● **Directions**
Each entry below needs to be reproduced exactly as given.

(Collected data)

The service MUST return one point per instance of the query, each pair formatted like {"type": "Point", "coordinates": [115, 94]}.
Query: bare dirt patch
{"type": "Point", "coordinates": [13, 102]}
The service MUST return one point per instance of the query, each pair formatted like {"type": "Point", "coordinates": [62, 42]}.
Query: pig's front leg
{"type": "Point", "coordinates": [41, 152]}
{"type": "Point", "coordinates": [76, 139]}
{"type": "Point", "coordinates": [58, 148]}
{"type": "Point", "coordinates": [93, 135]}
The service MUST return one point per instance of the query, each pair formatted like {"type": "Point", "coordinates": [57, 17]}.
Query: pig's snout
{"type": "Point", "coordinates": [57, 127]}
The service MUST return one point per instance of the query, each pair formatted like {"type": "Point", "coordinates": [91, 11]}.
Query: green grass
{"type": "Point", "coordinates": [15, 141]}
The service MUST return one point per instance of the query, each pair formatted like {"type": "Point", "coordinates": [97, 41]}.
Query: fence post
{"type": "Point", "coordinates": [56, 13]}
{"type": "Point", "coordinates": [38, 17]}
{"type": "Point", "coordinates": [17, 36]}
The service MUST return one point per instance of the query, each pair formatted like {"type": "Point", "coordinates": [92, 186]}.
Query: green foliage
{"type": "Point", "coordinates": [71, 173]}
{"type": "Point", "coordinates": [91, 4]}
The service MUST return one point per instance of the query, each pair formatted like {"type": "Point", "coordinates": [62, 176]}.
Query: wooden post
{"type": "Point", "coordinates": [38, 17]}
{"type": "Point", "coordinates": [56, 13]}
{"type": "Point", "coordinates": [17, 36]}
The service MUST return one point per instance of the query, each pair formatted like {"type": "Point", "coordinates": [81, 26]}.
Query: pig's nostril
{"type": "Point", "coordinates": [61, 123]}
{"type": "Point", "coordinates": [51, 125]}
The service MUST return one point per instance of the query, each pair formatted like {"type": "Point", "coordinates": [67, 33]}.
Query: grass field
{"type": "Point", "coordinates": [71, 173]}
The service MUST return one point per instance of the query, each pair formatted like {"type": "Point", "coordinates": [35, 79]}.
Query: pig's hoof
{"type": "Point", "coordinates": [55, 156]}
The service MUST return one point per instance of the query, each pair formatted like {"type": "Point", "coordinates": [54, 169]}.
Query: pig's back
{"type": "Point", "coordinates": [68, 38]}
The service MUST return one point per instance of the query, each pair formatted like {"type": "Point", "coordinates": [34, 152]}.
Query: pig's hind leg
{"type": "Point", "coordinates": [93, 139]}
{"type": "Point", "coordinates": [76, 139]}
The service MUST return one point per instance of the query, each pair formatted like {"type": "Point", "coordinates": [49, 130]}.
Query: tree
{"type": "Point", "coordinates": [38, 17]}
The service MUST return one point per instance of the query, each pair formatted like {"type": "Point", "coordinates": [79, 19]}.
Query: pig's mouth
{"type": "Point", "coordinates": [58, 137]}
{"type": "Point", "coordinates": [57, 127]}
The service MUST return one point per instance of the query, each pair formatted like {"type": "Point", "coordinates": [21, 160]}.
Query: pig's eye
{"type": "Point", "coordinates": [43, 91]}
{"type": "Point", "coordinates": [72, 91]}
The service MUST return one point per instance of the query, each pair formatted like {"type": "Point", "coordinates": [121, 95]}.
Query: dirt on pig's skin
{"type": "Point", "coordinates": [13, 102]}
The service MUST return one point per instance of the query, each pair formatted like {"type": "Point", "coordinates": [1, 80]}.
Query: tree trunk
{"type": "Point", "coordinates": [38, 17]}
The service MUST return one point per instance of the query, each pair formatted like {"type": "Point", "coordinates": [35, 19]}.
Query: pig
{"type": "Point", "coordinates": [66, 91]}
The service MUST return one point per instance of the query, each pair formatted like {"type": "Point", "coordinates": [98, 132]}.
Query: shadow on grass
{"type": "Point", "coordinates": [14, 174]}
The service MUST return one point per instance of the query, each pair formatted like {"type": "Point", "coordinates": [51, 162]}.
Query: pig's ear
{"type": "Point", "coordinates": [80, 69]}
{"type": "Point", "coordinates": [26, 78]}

● **Answer area**
The service MUST return one point per instance of the query, each pair formatted like {"type": "Point", "coordinates": [115, 94]}.
Query: bare dirt patch
{"type": "Point", "coordinates": [13, 102]}
The service MUST return one point per instance of the query, each pair formatted like {"type": "Point", "coordinates": [62, 42]}.
Query: pig's front leg
{"type": "Point", "coordinates": [41, 152]}
{"type": "Point", "coordinates": [76, 139]}
{"type": "Point", "coordinates": [58, 148]}
{"type": "Point", "coordinates": [93, 135]}
The service MUST return one point per instance of the query, each pair formatted like {"type": "Point", "coordinates": [57, 17]}.
Query: pig's snout
{"type": "Point", "coordinates": [57, 127]}
The service MUST return one point per instance of the query, each pair formatted like {"type": "Point", "coordinates": [91, 11]}.
Query: green grass
{"type": "Point", "coordinates": [15, 141]}
The service MUST return one point per instance of the query, each pair formatted like {"type": "Point", "coordinates": [97, 41]}.
Query: fence post
{"type": "Point", "coordinates": [56, 13]}
{"type": "Point", "coordinates": [38, 17]}
{"type": "Point", "coordinates": [17, 36]}
The service MUST return one point per instance of the query, each pair formatted like {"type": "Point", "coordinates": [92, 186]}.
Query: green foliage
{"type": "Point", "coordinates": [71, 173]}
{"type": "Point", "coordinates": [91, 4]}
The service MUST return one point per instance of the query, each pair formatted like {"type": "Point", "coordinates": [62, 176]}.
Query: wooden post
{"type": "Point", "coordinates": [38, 17]}
{"type": "Point", "coordinates": [56, 13]}
{"type": "Point", "coordinates": [17, 36]}
The service MUST return one point per instance of the query, each pair formatted like {"type": "Point", "coordinates": [81, 26]}.
Query: pig's nostril
{"type": "Point", "coordinates": [61, 123]}
{"type": "Point", "coordinates": [51, 125]}
The service MUST return one point per instance of the query, each pair formatted like {"type": "Point", "coordinates": [67, 33]}.
Query: grass field
{"type": "Point", "coordinates": [71, 173]}
The service MUST return one point per instance of the query, each pair formatted like {"type": "Point", "coordinates": [35, 79]}.
Query: pig's hoof
{"type": "Point", "coordinates": [55, 156]}
The service MUST return one point per instance of the query, each pair formatted like {"type": "Point", "coordinates": [54, 169]}.
Query: pig's back
{"type": "Point", "coordinates": [68, 38]}
The service MUST return one point per instance of the query, each pair formatted like {"type": "Point", "coordinates": [34, 152]}.
Query: pig's hind leg
{"type": "Point", "coordinates": [93, 139]}
{"type": "Point", "coordinates": [76, 139]}
The service MUST return one point per instance of the query, each pair formatted like {"type": "Point", "coordinates": [49, 130]}.
Query: tree
{"type": "Point", "coordinates": [38, 17]}
The service MUST return one point per instance of the query, each pair formatted like {"type": "Point", "coordinates": [79, 19]}.
Query: pig's mouth
{"type": "Point", "coordinates": [58, 137]}
{"type": "Point", "coordinates": [57, 127]}
The service MUST return one point per instance of the query, each pair formatted like {"type": "Point", "coordinates": [21, 160]}.
Query: pig's eye
{"type": "Point", "coordinates": [43, 91]}
{"type": "Point", "coordinates": [72, 91]}
The service MUST return one point per instance of the query, each pair formatted like {"type": "Point", "coordinates": [121, 95]}.
Query: dirt on pig's skin
{"type": "Point", "coordinates": [13, 102]}
The service MUST return one point per instance of the query, each pair formatted like {"type": "Point", "coordinates": [1, 80]}.
Query: tree trunk
{"type": "Point", "coordinates": [38, 17]}
The service MUST return one point per instance of the query, each pair formatted like {"type": "Point", "coordinates": [35, 19]}.
Query: pig
{"type": "Point", "coordinates": [66, 91]}
The service MUST return one point per instance of the query, each pair formatted like {"type": "Point", "coordinates": [98, 132]}.
Query: shadow on grass
{"type": "Point", "coordinates": [14, 174]}
The service MUST return one point per instance of the query, each pair formatted like {"type": "Point", "coordinates": [51, 162]}.
Query: pig's ear
{"type": "Point", "coordinates": [80, 69]}
{"type": "Point", "coordinates": [26, 78]}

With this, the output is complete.